------ TEXT FOR ANALYSIS

We have used almost all of the same strategies successfully that Brian mentions above. In addition, we have also rented beds in a SNF for our uninsured patients who simply need a place to wait while pursuing Medicaid, guardianship, etc. This has helped free up beds for patients who truly need an acute level of care and has helped throughput.
Our organization has a Care for the Caregiver Program – essentially, a peer support program for any caregiver (direct or indirect) in our organization that experiences an untoward event, near miss, assault, prolonged management of a challenging patient, etc. It is staffed by psychiatric nurses, behavioral health counselors, psychologists, and is led by a physician. One of them is available 24/7 and staff are encouraged to reach out for support following any event that they found stressful or upsetting. There is no charge, it is confidential, and can be done individually or in groups (example: a team debrief after the code and death of a young patient). It has been in place for about 2 years and has fielded over 700 calls with excellent results.
Our organization has deliberately chosen not to incentivize physicians on productivity but rather on outcomes, total cost of care, and patient access. By measuring these 3 domains, we indirectly get to the issue of productivity without the negative consequences you describe above.

------------
------ RAW DATA

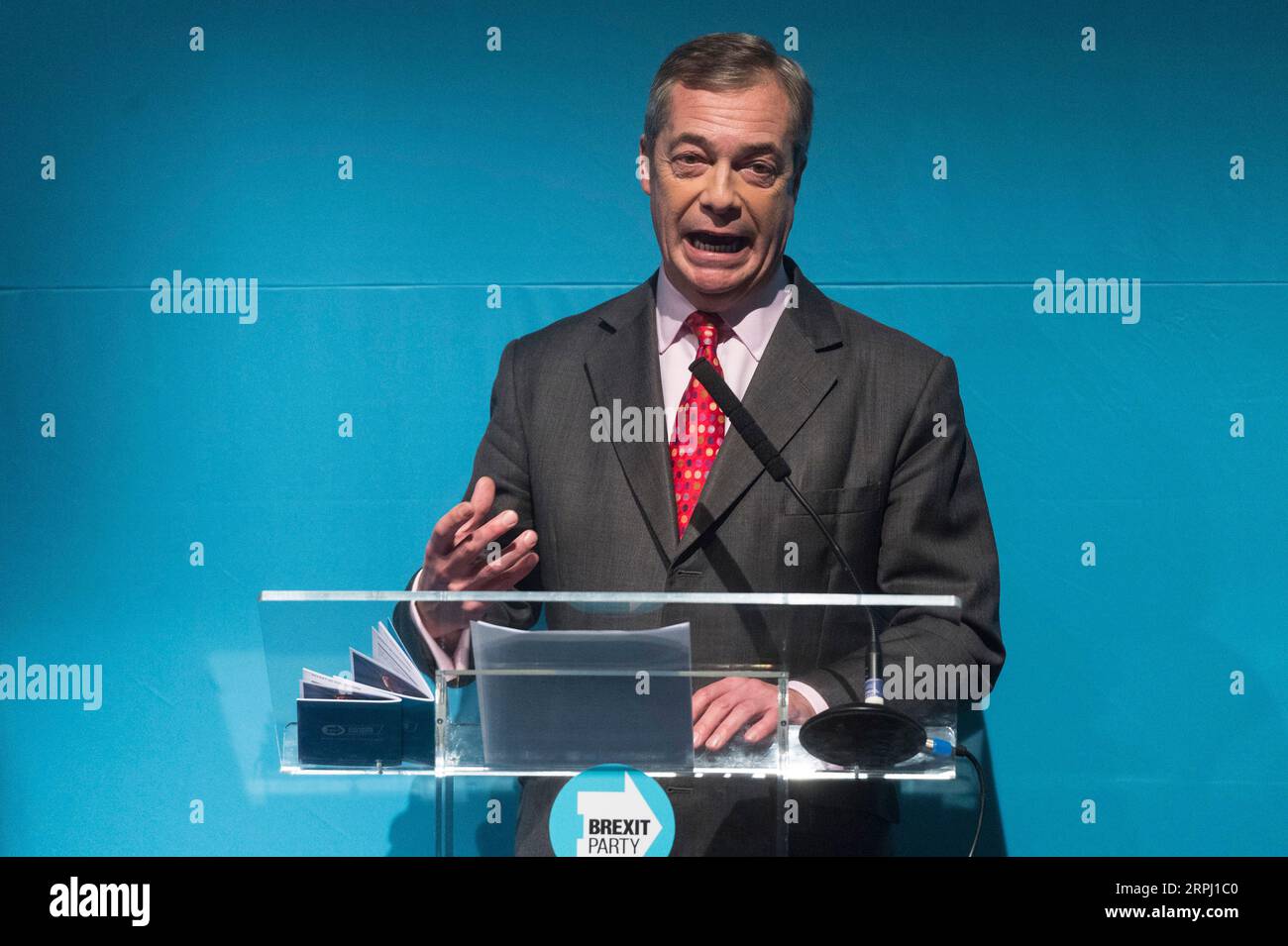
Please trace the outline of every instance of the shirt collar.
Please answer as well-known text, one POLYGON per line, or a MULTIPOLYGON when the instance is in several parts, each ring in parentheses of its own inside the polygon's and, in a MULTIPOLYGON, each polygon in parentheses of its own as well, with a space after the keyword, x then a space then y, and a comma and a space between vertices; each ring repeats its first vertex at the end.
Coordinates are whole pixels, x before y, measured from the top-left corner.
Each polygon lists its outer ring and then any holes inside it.
MULTIPOLYGON (((666 278, 665 266, 658 266, 657 274, 657 350, 661 354, 680 337, 684 320, 697 306, 666 278)), ((769 282, 719 315, 759 362, 786 308, 787 270, 779 261, 769 282)))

------------

• [HOW TO COMPLETE THIS TASK] Continue the hospital management discussion above, picking up after its last sentence.

• [SOLVED PROBLEM]
We have engaged private practice physicians in almost all aspects of strategic planning, program development, quality improvement, care standardization, and other health system initiatives. By actively engaging them within the health system beyond just direct patient care we have created a shared vision and a common framework for practice and care delivery as well as aligned incentives and outcomes. This degree of transparency has gone a long way to developing trust and enabling a shared value proposition. Our patients and the larger community we serve are better for it. We still have work to do around EMR integration and more fluid communication, but have come a long way from the “we versus they” mentality.
Attached is a link to an MGMA study on decreasing no-show rates that you may find helpful: https://www.mgma.com/data/data-stories/using-multiple-forms-of-communication-to-lower-no
Additionally, do you have a policy regarding discharging patients who are repeated no shows? My organization allows a patient to no-show 3 consecutive times, at which point they are automatically discharged.
I would also consider doing some information gathering regarding why the patients do not show. Is it transportation related? The absence of child care? Something else? This may help you figure out where to aim your efforts at improving your attendance rate if you know the barriers that are causing the no-shows.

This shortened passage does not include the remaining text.